LESETEXT
━━━━━━━━━━━━━━━━━━━━━━━━━━━━━━
# Outlook Fehler 0x800ccc0e



## Chandini (29. Dezember 2003)

Hi ihr!

Seit zwei Tagen mag mich mein Outlook nicht mehr. 
Hab da insgesamt 6 eMail-Konten (3 x GMX und 3 x Yahoo). War bis jetzt eigentlich immer kein Problem, da eMails abzurufen und zu versenden. 
Ich hab auch keine Einstellungen oder so geändert. 
Aber seit zwei Tagen krieg ich immer folgende Fehlermeldung:

Die Verbindung zum Server konnte nicht hergestellt werden.
(Konto: "Chandini", POP3-Server: "pop.mail.yahoo.com", Fehlernummer: 0x800ccc0e)

Der Fehler kam für alle sechs eMail-Konten. 
Mittlerweile bin ich schon so weit, dass die von GMX wieder funktionieren. Das hat geklappt, nachdem ich da eingestellt hab, dass der Server eine sichere Verbindung erfordert. Bloß bei Yahoo funktioniert das nicht. 

Wär super, wenn mir da wer weiterhelfen könnte.

vlg, Ines


----------



## duckdonald (18. Januar 2004)

Probier mal Microsofts Hilfe:
http://support.microsoft.com/default.aspx?scid=kb;de;191687


----------
━━━━━━━━━━━━━━━━━━━━━━━━━━━━━━
INHALT DES DATENSATZES

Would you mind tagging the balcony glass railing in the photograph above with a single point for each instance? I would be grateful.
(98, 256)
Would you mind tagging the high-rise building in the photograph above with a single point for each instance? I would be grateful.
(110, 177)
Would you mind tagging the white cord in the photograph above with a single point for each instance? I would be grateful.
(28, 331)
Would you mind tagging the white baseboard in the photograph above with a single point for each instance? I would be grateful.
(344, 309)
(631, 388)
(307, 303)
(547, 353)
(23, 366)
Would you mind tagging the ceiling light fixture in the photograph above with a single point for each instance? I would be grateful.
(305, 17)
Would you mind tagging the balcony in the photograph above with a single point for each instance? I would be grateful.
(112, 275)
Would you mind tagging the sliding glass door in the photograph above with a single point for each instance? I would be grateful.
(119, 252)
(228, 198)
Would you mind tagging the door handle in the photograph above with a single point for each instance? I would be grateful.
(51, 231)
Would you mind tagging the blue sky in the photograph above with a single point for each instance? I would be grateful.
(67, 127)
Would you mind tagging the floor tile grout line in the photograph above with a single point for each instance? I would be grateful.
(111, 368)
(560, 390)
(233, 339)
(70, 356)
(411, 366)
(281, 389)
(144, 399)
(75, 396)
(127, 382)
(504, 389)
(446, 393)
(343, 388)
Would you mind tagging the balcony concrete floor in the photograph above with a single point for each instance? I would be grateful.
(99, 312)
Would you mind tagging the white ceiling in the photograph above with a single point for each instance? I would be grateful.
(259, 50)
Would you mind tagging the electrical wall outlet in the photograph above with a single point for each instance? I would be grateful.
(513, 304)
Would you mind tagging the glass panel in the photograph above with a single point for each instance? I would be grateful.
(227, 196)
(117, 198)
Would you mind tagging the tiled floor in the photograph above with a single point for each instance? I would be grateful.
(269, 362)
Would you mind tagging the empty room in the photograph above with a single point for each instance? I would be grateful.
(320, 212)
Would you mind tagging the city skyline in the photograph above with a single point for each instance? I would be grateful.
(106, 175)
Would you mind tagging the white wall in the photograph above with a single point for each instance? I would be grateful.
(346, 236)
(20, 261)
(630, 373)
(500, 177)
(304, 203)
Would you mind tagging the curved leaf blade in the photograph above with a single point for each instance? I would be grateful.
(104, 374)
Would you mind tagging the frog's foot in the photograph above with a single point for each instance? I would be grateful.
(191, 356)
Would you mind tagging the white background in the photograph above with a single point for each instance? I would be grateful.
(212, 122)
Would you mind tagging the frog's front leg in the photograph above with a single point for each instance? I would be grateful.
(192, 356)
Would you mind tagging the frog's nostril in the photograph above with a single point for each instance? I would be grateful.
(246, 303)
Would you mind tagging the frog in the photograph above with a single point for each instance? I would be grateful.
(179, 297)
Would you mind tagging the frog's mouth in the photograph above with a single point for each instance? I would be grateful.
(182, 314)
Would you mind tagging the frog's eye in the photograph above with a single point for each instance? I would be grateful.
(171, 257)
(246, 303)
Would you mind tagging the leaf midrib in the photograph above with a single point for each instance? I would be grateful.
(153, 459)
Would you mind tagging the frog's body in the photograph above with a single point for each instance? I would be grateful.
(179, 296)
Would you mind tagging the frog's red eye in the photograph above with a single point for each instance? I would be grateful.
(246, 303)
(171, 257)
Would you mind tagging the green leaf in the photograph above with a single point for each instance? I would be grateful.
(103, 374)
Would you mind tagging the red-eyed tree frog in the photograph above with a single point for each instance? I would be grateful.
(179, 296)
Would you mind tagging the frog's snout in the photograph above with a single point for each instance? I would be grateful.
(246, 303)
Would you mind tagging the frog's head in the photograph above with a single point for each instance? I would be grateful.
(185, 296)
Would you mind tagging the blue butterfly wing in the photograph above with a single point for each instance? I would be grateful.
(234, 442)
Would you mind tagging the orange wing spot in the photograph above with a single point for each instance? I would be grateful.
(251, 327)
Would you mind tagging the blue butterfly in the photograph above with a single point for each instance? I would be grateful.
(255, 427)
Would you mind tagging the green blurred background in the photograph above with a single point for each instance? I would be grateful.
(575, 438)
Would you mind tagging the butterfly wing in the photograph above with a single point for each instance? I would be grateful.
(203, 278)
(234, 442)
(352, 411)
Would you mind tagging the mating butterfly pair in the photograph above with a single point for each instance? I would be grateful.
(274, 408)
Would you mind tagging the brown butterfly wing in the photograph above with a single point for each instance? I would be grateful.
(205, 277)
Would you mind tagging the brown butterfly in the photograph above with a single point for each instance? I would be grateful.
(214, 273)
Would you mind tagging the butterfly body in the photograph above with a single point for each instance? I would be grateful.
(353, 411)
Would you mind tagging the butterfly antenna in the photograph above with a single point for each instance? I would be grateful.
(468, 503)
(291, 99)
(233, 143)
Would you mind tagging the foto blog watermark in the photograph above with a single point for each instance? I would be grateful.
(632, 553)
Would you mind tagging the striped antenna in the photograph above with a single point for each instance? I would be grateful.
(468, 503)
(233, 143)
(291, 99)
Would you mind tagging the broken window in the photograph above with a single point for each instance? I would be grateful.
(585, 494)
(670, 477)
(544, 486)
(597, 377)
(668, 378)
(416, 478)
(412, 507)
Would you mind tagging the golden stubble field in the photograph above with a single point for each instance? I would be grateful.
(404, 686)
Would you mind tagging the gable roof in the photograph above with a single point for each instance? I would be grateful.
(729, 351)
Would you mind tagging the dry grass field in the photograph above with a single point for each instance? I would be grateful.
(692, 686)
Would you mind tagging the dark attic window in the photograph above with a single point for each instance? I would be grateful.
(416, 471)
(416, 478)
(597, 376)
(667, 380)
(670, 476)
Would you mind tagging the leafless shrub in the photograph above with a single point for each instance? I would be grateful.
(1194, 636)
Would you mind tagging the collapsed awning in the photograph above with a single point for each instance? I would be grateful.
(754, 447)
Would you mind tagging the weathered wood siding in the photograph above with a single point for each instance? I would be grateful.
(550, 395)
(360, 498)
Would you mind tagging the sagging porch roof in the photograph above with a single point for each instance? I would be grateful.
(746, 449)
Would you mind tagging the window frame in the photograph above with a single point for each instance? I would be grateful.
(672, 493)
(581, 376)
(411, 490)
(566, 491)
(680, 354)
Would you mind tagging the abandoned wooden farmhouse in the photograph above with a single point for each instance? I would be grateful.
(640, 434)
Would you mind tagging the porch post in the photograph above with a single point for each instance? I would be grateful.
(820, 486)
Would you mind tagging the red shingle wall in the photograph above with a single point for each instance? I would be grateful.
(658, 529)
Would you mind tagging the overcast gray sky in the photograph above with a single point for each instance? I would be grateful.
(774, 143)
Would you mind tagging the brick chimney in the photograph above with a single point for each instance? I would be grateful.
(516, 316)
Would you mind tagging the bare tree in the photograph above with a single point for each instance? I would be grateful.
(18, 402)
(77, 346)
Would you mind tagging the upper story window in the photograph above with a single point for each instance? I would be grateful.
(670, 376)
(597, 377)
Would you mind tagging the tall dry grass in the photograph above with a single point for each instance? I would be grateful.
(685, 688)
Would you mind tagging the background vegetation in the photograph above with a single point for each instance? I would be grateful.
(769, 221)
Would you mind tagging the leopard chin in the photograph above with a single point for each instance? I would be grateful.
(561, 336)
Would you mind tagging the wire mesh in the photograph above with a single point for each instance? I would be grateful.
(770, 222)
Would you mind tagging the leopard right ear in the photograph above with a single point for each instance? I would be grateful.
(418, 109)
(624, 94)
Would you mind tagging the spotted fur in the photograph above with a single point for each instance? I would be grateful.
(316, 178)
━━━━━━━━━━━━━━━━━━━━━━━━━━━━━━
DEINE AUFGABE
Durch welche Einstellung funktionierten laut dem Lesetext zum Outlook-Fehler die GMX-Konten wieder? Die Daten stammen aus einer anderen Quelle.

ERGEBNIS
Durch die Einstellung, dass der Server eine sichere Verbindung erfordert.